# Supplied records:
########################################
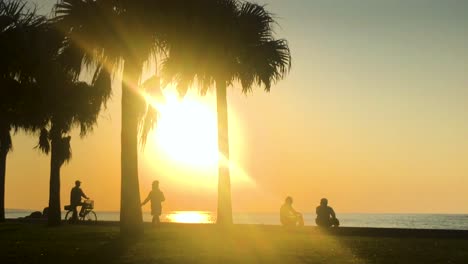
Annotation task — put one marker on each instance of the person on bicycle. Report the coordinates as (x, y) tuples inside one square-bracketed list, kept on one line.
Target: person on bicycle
[(156, 196), (75, 199)]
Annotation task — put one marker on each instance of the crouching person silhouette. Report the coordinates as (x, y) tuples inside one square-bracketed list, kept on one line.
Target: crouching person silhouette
[(289, 216), (326, 217), (156, 197)]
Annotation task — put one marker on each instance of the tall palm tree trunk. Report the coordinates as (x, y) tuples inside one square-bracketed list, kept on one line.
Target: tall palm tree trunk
[(54, 216), (5, 146), (3, 155), (131, 220), (224, 215)]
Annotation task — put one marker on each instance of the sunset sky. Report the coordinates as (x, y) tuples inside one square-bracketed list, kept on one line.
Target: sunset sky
[(373, 116)]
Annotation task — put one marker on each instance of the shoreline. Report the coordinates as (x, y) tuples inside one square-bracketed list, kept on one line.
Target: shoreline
[(340, 231)]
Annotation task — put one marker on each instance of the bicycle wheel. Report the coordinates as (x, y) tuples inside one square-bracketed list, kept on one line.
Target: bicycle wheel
[(68, 216), (90, 217)]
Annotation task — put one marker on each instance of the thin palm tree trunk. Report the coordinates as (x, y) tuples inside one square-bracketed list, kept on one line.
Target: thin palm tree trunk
[(224, 182), (54, 216), (5, 144), (3, 155), (131, 220)]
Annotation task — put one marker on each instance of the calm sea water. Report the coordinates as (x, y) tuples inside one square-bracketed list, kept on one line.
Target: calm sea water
[(416, 221)]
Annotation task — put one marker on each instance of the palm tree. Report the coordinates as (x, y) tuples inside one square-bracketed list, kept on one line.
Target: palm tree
[(53, 101), (16, 24), (233, 42), (70, 104), (118, 34)]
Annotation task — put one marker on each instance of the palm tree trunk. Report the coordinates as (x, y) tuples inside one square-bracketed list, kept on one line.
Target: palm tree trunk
[(131, 220), (224, 216), (5, 145), (3, 155), (54, 217)]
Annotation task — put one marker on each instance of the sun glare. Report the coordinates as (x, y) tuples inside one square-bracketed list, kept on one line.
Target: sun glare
[(187, 130), (184, 144), (191, 217)]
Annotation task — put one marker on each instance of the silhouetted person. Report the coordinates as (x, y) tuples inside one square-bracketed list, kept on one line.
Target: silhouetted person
[(326, 217), (75, 200), (156, 197), (289, 216)]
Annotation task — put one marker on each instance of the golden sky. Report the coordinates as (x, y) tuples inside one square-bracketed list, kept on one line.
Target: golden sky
[(373, 116)]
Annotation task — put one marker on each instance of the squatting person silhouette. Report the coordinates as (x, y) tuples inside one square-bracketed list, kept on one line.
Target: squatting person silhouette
[(289, 216), (75, 199), (156, 196), (326, 216)]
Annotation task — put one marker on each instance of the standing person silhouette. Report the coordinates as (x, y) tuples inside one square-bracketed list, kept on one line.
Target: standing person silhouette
[(75, 199), (326, 216), (156, 196), (289, 216)]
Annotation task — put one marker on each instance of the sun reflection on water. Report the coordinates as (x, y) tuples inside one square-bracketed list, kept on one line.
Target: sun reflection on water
[(190, 217)]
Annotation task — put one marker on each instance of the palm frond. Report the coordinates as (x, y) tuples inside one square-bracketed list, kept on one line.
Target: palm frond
[(44, 142)]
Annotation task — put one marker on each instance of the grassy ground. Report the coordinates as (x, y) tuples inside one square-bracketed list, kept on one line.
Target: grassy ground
[(35, 243)]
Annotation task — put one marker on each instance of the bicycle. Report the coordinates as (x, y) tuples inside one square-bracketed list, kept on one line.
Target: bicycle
[(86, 213)]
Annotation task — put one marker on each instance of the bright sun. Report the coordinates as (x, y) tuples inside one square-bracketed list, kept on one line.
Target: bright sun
[(186, 130), (184, 143)]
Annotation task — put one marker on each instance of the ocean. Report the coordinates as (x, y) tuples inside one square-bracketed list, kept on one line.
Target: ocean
[(412, 221)]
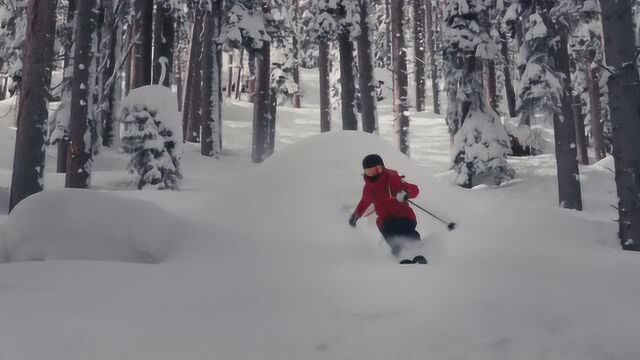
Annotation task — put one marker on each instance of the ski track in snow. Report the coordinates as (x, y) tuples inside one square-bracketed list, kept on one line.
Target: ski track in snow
[(267, 267)]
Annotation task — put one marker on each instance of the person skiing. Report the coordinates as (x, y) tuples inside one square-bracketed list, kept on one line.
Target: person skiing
[(389, 193)]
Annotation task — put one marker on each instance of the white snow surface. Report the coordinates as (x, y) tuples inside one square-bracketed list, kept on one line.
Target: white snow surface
[(261, 263)]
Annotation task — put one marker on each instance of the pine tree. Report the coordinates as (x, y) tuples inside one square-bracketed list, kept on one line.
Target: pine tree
[(624, 87), (29, 157), (480, 143)]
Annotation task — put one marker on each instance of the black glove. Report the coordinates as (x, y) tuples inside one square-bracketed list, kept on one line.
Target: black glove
[(353, 219)]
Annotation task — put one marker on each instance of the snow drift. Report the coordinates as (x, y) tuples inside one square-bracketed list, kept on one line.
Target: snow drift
[(87, 225)]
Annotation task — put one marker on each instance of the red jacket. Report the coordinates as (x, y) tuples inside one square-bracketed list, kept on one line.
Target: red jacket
[(382, 193)]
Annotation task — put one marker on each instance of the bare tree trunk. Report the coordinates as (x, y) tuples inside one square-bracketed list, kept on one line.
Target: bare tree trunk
[(211, 84), (624, 87), (565, 135), (597, 134), (347, 82), (163, 45), (325, 98), (193, 67), (296, 56), (419, 47), (239, 76), (29, 157), (80, 155), (581, 138), (365, 63), (251, 86), (67, 73), (261, 107), (400, 78), (435, 87), (506, 70)]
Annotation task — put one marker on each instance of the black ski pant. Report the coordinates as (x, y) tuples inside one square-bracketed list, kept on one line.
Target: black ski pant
[(397, 232)]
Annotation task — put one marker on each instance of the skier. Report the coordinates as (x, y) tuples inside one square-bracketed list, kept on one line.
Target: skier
[(388, 192)]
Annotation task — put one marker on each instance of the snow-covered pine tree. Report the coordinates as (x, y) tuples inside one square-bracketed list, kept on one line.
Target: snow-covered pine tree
[(624, 87), (29, 157), (546, 82), (481, 143), (80, 156), (211, 130), (151, 133), (339, 19)]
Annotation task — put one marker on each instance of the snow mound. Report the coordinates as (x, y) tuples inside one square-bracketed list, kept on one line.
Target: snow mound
[(87, 225)]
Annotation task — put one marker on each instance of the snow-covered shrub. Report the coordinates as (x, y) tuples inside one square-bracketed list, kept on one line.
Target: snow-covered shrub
[(151, 132), (92, 225)]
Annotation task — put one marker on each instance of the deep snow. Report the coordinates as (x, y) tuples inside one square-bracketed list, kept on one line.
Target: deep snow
[(267, 267)]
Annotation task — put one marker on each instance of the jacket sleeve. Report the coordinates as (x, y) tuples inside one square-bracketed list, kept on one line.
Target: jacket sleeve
[(397, 182), (364, 203)]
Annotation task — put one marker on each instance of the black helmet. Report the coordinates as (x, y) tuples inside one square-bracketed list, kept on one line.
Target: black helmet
[(372, 160)]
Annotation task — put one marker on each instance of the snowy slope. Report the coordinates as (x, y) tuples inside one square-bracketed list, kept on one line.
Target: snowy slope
[(266, 267)]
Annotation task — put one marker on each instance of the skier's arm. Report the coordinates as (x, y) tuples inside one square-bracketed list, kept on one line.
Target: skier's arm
[(364, 203), (411, 189)]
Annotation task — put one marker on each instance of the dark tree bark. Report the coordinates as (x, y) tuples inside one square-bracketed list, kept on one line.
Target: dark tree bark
[(141, 56), (163, 45), (597, 133), (506, 70), (79, 156), (581, 138), (435, 86), (624, 102), (193, 67), (570, 196), (261, 107), (195, 86), (419, 47), (63, 144), (365, 63), (239, 75), (29, 157), (211, 84), (230, 80), (251, 86), (347, 82), (325, 98), (400, 78), (492, 95)]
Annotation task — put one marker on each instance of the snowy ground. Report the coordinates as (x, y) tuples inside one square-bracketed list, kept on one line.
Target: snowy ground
[(264, 266)]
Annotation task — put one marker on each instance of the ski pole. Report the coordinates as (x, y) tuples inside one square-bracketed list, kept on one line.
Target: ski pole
[(450, 225)]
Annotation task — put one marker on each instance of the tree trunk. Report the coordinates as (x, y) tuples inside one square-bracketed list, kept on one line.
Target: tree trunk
[(347, 82), (29, 157), (163, 45), (141, 57), (506, 70), (296, 56), (492, 95), (239, 76), (624, 87), (192, 68), (581, 138), (325, 98), (261, 107), (569, 191), (597, 134), (80, 155), (67, 75), (211, 85), (419, 47), (400, 78), (365, 63), (251, 86), (230, 80), (431, 47)]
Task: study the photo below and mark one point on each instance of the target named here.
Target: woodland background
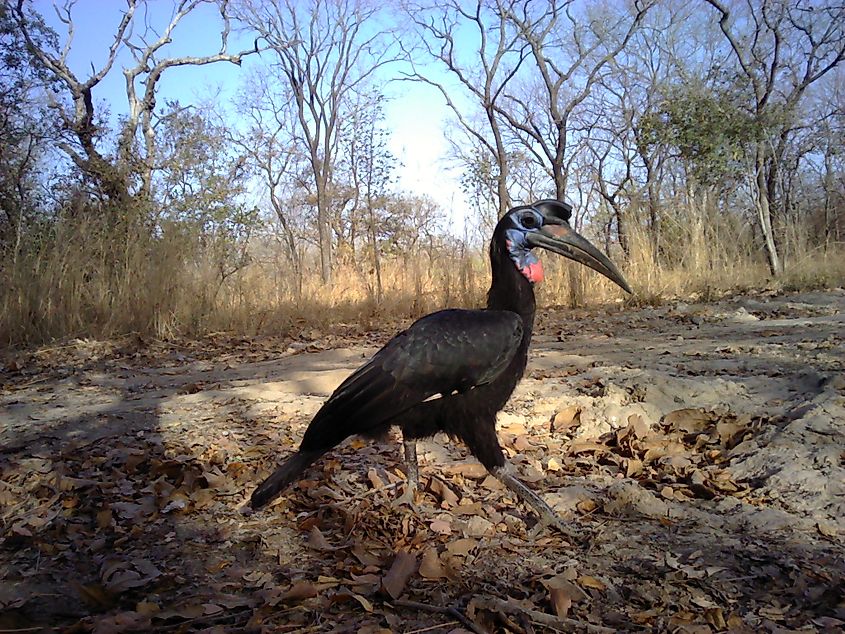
(699, 141)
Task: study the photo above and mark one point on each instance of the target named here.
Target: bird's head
(545, 224)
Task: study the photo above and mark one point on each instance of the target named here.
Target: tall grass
(78, 282)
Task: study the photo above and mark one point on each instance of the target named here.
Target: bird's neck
(509, 289)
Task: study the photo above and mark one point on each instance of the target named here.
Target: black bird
(453, 370)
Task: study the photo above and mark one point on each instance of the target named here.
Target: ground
(696, 450)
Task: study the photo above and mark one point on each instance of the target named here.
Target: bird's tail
(282, 477)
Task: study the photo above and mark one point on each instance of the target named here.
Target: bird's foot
(547, 516)
(408, 497)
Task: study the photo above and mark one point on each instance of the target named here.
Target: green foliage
(708, 128)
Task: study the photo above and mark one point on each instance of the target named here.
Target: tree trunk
(764, 216)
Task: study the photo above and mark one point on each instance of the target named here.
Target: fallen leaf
(566, 418)
(462, 546)
(591, 582)
(299, 591)
(404, 565)
(430, 566)
(317, 541)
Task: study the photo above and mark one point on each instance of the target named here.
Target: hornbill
(453, 370)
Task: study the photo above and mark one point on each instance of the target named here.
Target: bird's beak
(558, 237)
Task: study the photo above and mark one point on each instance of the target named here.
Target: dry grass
(78, 283)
########################################
# Instructions to follow:
Please take the listing from its start up to and including the line with "[(156, 196), (75, 199)]", and swap "bicycle" for "scooter" throughout those lines, leaving everything else unchanged. Leave the pictures out of your answer.

# Task output:
Annotation task — put one marker on each instance of the person on scooter. Report the coordinates as (x, y) tuples inside one square-bracketed list, kept on one line.
Target: person on scooter
[(156, 196), (75, 199)]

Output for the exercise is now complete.